### Task description
Gather every line in the records below that contains the string "eyebrow". Matches must have the same capitalization.

### Materials provided
+++

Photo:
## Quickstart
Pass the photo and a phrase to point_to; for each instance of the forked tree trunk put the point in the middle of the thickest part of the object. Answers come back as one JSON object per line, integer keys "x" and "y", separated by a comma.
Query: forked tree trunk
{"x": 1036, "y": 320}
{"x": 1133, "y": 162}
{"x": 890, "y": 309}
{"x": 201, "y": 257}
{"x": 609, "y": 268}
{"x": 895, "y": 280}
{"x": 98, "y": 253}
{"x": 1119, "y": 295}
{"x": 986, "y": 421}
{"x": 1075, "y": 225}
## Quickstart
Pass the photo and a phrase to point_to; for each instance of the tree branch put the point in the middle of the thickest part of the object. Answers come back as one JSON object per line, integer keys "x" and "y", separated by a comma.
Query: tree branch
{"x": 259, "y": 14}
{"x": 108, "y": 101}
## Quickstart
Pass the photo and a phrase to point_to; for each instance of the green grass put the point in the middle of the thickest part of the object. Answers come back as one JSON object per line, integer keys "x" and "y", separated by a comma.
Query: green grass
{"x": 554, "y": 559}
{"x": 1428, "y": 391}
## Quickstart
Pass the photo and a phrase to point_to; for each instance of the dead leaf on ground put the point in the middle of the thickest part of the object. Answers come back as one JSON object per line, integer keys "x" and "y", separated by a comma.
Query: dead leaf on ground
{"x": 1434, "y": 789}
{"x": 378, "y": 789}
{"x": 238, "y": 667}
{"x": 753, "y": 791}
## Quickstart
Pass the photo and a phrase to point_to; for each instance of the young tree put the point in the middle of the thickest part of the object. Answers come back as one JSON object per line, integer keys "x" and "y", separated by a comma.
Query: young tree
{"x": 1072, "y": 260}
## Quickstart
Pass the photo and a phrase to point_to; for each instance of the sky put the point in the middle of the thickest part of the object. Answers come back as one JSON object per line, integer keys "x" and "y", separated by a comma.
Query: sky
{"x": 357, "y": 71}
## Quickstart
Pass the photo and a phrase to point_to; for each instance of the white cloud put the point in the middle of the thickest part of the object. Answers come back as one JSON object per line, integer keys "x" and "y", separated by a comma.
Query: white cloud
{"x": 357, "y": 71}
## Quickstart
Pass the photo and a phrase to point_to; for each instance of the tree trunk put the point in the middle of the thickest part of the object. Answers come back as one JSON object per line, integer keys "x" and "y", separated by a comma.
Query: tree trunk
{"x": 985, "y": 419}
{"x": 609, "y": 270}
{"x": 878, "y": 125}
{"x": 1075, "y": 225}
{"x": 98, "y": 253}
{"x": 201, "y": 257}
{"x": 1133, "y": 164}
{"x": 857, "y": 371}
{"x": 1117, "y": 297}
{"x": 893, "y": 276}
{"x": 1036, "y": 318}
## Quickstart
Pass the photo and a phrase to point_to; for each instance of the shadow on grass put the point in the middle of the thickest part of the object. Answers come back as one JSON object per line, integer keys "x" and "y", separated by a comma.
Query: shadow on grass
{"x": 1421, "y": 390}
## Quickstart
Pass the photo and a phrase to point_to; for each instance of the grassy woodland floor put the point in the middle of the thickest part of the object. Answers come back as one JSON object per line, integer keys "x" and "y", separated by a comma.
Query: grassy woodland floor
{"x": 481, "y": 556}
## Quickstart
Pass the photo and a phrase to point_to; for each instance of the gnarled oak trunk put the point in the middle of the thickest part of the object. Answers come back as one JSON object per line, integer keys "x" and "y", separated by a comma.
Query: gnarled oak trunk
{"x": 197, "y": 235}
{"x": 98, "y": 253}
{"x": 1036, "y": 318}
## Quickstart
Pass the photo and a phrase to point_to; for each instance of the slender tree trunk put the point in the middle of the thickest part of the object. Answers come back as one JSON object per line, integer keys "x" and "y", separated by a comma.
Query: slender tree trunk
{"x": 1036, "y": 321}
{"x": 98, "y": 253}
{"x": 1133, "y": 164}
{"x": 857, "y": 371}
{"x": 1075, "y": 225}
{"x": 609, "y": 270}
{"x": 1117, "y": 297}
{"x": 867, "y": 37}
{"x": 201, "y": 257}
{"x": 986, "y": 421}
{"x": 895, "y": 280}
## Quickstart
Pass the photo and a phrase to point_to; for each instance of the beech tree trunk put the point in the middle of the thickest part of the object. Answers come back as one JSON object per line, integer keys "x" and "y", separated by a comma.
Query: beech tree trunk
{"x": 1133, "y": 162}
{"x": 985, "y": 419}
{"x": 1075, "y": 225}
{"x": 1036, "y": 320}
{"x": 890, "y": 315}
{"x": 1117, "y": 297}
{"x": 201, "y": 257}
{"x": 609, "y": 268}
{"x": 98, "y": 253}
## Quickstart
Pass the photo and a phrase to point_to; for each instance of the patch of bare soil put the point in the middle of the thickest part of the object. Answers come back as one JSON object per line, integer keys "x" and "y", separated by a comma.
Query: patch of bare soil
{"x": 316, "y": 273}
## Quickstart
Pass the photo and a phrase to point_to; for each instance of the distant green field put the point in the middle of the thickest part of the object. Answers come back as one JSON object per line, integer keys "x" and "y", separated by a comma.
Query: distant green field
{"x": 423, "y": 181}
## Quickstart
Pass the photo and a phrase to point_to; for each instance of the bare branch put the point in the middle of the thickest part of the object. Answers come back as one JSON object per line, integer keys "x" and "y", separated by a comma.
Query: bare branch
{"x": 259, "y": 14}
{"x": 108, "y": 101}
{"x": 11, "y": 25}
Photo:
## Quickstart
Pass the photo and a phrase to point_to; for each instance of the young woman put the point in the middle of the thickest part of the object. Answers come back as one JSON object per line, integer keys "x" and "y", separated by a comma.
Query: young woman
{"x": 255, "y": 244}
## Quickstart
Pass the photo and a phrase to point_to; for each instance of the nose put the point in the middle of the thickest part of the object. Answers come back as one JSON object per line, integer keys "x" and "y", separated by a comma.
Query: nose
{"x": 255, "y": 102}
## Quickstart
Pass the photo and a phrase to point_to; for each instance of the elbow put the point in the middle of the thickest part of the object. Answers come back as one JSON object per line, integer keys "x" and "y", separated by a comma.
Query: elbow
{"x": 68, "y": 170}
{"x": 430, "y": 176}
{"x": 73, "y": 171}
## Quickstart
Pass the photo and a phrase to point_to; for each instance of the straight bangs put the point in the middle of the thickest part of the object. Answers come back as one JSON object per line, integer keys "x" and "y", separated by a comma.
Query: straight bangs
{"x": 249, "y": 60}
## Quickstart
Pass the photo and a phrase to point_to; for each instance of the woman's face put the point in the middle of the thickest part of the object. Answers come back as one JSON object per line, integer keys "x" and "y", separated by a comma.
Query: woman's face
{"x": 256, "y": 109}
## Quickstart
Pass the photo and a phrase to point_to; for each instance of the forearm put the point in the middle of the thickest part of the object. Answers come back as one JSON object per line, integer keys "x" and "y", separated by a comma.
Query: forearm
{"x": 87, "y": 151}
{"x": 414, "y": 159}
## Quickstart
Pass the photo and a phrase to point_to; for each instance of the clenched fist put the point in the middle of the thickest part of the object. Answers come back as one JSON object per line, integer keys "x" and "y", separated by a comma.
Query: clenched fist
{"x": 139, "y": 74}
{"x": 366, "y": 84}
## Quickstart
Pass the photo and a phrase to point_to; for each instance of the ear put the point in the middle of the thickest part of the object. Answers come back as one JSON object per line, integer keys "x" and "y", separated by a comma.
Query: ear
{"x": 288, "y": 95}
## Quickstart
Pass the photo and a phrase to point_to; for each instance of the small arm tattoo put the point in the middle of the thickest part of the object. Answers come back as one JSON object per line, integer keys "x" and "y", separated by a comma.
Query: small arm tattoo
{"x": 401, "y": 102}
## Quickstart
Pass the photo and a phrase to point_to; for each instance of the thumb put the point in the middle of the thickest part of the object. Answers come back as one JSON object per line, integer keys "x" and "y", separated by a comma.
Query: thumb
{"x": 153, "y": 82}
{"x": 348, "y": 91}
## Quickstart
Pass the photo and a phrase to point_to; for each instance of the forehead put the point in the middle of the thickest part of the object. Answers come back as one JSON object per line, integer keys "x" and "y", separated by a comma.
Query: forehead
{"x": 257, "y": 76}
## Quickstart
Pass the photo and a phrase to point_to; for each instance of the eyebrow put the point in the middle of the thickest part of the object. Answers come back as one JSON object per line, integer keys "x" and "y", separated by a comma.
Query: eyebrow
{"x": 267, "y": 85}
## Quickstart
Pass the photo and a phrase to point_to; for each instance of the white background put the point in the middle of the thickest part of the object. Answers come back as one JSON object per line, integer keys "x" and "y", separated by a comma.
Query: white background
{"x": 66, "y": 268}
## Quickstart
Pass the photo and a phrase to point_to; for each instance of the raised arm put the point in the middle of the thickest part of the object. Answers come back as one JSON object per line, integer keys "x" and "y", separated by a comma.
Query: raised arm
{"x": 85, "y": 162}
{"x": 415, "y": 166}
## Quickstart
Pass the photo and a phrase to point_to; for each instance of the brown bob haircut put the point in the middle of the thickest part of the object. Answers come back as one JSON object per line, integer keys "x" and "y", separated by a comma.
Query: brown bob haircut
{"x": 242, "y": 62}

+++

### Right answer
Pass the photo and a phrase to point_to; for each instance of the eyebrow put the point in the middle of the thickest part of the object. Answers come back as one JSON object per line, integer keys "x" and "y", separated by a comma.
Query: eyebrow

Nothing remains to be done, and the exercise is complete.